2. Bemerkungen zu den erbaulichen und ergötzlichen Historien.

[216] Die Quellen, aus denen die vorstehenden Erzählungen geschöpft worden, sind denjenigen ohnehin schon bekannt genug, die sich in der Volksliteratur der ältern Zeit einigermaßen umgesehen. Außer den ältesten (z.B. die Gesta Romanorum, die Legenda Aurea, das Buch der Weisheit, die sieben weisen Meister), sodann den Werken von Geiler, Luther, Schuppe und Abraham a St. Clara, wurden benutzt: Pauli Schimpf und Ernst1, Agricola Sprichwörter, Seb. Brand Esopus (deutsch), Wickram Rollwagenbüchlein, Zinkgref Apophthegmata, S. Dach (Chasmindo) kurzweiliger Zeitvertreiber, Kirchhof Wendunmuth, Gerlach Eutrapeliae; nebstdem noch viele ähnliche Anekdotensammlungen, wie: Grillenvertreiber, Jocoseria,[216] Scherz mit der Wahrheit – und andere Werke der Art mehr, die heutzutage kein Leser von Geschmack mehr lieset.

Die meisten der mitgetheilten Erzählungen sind aus der dunkeln Verborgenheit jener Werke hervorgezogen, und zu Nutzen und Frommen unserer Zeit zur Schau gestellt worden. Die wenigen, welche ganz modern sind in Erfindung und Einkleidung, können sich ohnehin nicht verläugnen, und werden, je nach dem Geschmack der Leser, freilich eine getheilte Aufnahme finden. Aber auch jene ältern entlehnten Historien haben mehrentheils eine Verneuerung, Umformung oder Ueberarbeitung gefunden. Als edle, aber rohe Steine, wie sie in jenen alterthümlichen Schachten gelegen, erforderten oder gestatteten sie doch eine gewisse Politur und eine angemessene Fassung, auf daß sie in voller Reinheit erglänzen und zur Tracht unserer Zeit als Schmuck sich mehr anschicken möchten. Solche freilich, welche von Natur aus als reine Perlen aufgetaucht sind in jungfräulicher Lauterkeit, konnten und mußten auch, nach Gehalt und Gestalt, in ihrer ursprünglichen Art und Weise belassen und durchaus heilig gehalten werden.

Der letztere Punkt, die Frage nämlich, ob derlei alte Sagen und Mähren einer Bearbeitung, Ausschmückung und Umformung unterliegen dürfen, verdient noch eine besondere Erörterung, wozu hier Veranlassung sein dürfte.

-- MATERIAL --

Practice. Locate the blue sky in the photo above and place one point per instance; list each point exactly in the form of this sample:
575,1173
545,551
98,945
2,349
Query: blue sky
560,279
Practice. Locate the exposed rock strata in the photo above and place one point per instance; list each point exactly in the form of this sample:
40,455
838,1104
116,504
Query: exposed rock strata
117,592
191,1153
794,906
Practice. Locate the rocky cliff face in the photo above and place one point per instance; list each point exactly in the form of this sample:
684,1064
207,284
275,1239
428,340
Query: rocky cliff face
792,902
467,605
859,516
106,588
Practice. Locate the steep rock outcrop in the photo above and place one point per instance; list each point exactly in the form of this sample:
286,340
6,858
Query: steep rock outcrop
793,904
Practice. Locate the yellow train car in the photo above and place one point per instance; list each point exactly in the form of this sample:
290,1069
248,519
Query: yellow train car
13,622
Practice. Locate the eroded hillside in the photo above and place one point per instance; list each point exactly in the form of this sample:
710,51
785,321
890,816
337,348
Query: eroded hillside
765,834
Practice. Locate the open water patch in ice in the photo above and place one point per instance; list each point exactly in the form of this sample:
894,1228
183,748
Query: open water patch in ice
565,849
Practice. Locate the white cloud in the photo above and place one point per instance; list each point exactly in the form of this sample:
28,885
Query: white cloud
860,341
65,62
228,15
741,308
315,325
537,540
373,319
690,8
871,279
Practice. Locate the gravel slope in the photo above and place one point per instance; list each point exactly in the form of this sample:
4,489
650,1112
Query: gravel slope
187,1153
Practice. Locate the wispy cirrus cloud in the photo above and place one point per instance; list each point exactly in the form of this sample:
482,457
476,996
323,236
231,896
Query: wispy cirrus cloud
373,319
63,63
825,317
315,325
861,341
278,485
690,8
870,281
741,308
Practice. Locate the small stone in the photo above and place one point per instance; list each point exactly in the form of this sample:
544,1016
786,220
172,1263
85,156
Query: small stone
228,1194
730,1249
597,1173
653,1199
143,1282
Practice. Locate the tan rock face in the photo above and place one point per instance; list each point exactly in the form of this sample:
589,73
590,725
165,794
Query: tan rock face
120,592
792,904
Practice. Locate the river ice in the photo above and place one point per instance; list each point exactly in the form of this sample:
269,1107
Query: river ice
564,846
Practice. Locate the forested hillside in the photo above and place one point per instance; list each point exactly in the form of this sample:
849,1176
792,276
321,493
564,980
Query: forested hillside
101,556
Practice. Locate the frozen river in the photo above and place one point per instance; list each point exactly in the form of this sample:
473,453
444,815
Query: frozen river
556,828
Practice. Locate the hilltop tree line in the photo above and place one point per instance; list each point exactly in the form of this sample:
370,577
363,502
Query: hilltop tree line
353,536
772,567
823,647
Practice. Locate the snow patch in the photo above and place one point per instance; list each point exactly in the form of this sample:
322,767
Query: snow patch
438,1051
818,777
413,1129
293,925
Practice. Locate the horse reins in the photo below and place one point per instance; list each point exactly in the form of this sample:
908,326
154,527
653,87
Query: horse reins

-- ZU ERLEDIGENDE AUFGABEN --
1. Aktualisiere den Seitentext von „2. Bemerkungen zu“ bis einschließlich „Geschmack mehr lieset.“, indem du „Volksliteratur“ durch „Unterhaltungsliteratur“ ersetzt.
2. Nenne alle Werke, die der Seitentext in Klammern als Beispiele für die ältesten Quellen anführt.
Das Material hat mit dem Seitentext nichts zu tun.

-- LÖSUNGEN --
1.
2. Bemerkungen zu den erbaulichen und ergötzlichen Historien.

[216] Die Quellen, aus denen die vorstehenden Erzählungen geschöpft worden, sind denjenigen ohnehin schon bekannt genug, die sich in der Unterhaltungsliteratur der ältern Zeit einigermaßen umgesehen. Außer den ältesten (z.B. die Gesta Romanorum, die Legenda Aurea, das Buch der Weisheit, die sieben weisen Meister), sodann den Werken von Geiler, Luther, Schuppe und Abraham a St. Clara, wurden benutzt: Pauli Schimpf und Ernst1, Agricola Sprichwörter, Seb. Brand Esopus (deutsch), Wickram Rollwagenbüchlein, Zinkgref Apophthegmata, S. Dach (Chasmindo) kurzweiliger Zeitvertreiber, Kirchhof Wendunmuth, Gerlach Eutrapeliae; nebstdem noch viele ähnliche Anekdotensammlungen, wie: Grillenvertreiber, Jocoseria,[216] Scherz mit der Wahrheit – und andere Werke der Art mehr, die heutzutage kein Leser von Geschmack mehr lieset.

2. Gesta Romanorum; Legenda Aurea; das Buch der Weisheit; die sieben weisen Meister